● **Listed entries**
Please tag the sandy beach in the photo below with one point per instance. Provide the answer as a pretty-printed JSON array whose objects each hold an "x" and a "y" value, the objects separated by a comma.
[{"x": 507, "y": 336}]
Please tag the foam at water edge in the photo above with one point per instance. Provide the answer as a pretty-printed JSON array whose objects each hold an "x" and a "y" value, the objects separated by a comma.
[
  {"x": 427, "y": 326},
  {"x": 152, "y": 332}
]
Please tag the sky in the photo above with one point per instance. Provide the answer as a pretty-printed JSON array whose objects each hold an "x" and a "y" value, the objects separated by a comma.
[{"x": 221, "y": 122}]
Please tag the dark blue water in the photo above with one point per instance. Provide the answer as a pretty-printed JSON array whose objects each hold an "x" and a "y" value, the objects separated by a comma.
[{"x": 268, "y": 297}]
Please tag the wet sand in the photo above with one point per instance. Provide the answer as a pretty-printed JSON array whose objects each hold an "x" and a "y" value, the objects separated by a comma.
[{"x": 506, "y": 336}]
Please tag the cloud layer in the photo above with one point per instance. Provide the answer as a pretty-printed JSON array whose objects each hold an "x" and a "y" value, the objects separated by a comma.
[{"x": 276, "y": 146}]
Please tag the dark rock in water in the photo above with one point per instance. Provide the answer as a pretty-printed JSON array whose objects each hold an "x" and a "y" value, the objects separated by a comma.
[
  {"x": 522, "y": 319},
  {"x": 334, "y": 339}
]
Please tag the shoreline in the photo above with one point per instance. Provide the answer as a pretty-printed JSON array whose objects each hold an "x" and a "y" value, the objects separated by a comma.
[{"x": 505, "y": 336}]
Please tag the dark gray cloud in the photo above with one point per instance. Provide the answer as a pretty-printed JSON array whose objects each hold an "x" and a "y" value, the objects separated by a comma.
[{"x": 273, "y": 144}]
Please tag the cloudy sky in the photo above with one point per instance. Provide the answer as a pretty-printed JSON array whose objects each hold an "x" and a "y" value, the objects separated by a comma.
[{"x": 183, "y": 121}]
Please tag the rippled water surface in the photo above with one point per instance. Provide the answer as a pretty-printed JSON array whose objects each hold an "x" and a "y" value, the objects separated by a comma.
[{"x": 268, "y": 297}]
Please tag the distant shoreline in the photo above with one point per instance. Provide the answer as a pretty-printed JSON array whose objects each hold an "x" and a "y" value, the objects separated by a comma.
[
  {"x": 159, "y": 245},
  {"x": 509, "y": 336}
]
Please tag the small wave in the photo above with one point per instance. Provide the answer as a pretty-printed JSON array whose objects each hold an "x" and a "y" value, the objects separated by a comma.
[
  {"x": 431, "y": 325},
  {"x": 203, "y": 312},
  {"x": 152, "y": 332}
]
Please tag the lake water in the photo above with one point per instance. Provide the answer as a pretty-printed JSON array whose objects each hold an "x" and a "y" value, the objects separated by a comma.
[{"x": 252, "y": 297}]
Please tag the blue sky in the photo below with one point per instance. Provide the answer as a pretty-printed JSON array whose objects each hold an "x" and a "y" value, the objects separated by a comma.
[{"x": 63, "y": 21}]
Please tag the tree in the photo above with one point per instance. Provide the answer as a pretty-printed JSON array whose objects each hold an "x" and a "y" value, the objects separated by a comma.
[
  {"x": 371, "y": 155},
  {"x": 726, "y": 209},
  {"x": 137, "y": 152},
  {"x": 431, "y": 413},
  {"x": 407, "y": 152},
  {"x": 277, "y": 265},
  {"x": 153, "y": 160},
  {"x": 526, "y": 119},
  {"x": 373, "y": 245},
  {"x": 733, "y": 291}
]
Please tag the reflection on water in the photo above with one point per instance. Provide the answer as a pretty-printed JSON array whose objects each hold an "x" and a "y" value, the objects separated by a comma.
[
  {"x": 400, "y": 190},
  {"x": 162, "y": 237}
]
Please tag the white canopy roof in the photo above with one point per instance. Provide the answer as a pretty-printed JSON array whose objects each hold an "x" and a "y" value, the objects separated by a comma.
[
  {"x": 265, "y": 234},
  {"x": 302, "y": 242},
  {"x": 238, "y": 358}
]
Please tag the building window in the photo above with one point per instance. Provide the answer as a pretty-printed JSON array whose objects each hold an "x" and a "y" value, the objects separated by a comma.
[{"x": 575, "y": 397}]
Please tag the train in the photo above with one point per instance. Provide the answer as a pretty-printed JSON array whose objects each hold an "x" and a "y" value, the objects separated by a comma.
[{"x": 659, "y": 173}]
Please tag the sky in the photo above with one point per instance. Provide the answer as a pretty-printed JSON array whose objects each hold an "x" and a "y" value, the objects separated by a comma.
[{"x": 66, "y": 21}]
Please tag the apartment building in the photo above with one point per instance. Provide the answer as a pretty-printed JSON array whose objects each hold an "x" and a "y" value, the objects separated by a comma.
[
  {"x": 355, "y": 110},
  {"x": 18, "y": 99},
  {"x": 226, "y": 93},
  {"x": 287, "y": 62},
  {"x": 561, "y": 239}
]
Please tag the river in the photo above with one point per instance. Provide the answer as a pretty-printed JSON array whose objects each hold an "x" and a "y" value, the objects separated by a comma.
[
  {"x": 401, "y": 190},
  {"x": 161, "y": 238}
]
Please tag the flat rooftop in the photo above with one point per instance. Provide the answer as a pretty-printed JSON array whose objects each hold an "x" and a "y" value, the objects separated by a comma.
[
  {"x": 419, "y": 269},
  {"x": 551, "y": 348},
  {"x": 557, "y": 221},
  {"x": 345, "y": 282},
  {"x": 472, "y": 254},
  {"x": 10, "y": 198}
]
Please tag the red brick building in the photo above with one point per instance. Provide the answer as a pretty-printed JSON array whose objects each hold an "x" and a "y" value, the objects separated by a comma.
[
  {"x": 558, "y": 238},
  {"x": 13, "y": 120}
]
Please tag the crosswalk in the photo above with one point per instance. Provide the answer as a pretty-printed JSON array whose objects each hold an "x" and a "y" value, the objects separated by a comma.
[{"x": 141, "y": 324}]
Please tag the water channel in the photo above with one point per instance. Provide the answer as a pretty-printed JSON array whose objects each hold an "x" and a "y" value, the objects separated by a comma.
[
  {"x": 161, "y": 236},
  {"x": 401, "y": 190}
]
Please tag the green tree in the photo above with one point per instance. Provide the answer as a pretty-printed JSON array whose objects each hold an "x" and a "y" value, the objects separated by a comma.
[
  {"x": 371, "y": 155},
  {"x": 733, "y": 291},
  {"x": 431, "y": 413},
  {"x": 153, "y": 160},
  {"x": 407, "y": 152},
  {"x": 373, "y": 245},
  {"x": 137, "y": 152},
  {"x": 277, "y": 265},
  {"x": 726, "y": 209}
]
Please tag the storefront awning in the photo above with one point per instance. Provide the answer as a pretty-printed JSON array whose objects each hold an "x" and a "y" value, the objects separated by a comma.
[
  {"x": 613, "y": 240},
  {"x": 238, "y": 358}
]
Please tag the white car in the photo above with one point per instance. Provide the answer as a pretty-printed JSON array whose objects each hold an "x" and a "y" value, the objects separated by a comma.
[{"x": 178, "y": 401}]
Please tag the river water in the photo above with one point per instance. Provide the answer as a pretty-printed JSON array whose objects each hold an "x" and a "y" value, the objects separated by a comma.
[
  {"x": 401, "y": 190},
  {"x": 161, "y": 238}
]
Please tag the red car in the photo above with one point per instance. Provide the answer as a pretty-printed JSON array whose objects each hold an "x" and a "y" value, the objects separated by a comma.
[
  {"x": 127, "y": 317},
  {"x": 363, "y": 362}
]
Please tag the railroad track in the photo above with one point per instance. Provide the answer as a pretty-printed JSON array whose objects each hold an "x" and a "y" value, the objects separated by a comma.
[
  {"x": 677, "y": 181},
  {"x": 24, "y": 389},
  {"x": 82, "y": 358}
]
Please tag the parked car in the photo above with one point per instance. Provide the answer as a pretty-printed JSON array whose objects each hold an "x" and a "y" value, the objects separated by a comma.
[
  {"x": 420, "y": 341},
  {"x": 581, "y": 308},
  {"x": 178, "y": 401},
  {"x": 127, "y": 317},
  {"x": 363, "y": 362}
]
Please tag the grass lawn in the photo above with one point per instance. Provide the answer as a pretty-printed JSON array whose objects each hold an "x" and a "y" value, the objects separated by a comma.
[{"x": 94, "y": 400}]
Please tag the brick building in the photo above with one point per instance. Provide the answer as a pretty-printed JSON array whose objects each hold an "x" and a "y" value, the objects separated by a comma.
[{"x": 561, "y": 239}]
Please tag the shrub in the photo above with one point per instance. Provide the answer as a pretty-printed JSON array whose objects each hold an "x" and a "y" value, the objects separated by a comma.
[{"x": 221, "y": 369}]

● **Directions for this task**
Take the lines from the one containing "Please tag the white car" to the last line of the material above and write them out exactly.

● **Full answer**
Please tag the white car in the photo above with one point per instance. Provide the answer as a pretty-printed JSON array whose objects each hold an "x" and a "y" value, the objects separated by a comma.
[{"x": 178, "y": 401}]
Please tag the river water in the photo above with one point per instance. Provide the answer as a pretty-printed JSON array whose objects each hold an "x" and a "y" value, the objects separated by a comma.
[
  {"x": 401, "y": 190},
  {"x": 161, "y": 238}
]
Please tag the red car in the photo above with one point per instance. Provide the answer as a pretty-printed JSON array whose objects each hold an "x" and a "y" value, the objects separated by a comma.
[
  {"x": 127, "y": 317},
  {"x": 363, "y": 362}
]
Please tag the railroad track in the photo above with one point per instance. Provide the answer as a pretty-printed JSON array whose objects each hold an "x" and a "y" value, the objects separated by a comma.
[
  {"x": 677, "y": 181},
  {"x": 24, "y": 389},
  {"x": 82, "y": 358}
]
Please tag the parked car in the photo above with one point per instance. Provide the answer as a pretty-printed JSON array whose objects each hold an "x" and a "y" value, the objects separated by a comma.
[
  {"x": 420, "y": 341},
  {"x": 581, "y": 308},
  {"x": 178, "y": 401},
  {"x": 127, "y": 317},
  {"x": 363, "y": 362}
]
Please tag the grass lawn in the photo above with one point per instance. Provide the answer as a pretty-printed JSON array whose objects each hold an "x" and a "y" value, the objects separated by a comma.
[{"x": 94, "y": 400}]
Please tag the brick building in the photo above with one point per instance. Provide the answer as a pretty-printed JSON array whose objects each hold an "x" and a "y" value, the objects separated by a comma.
[{"x": 561, "y": 239}]
Please tag the shrub in the photo above with one point per instance. Provide the answer as a pretty-printed JSON array whose objects each hold an "x" and a "y" value, the objects separated by a comma.
[{"x": 221, "y": 369}]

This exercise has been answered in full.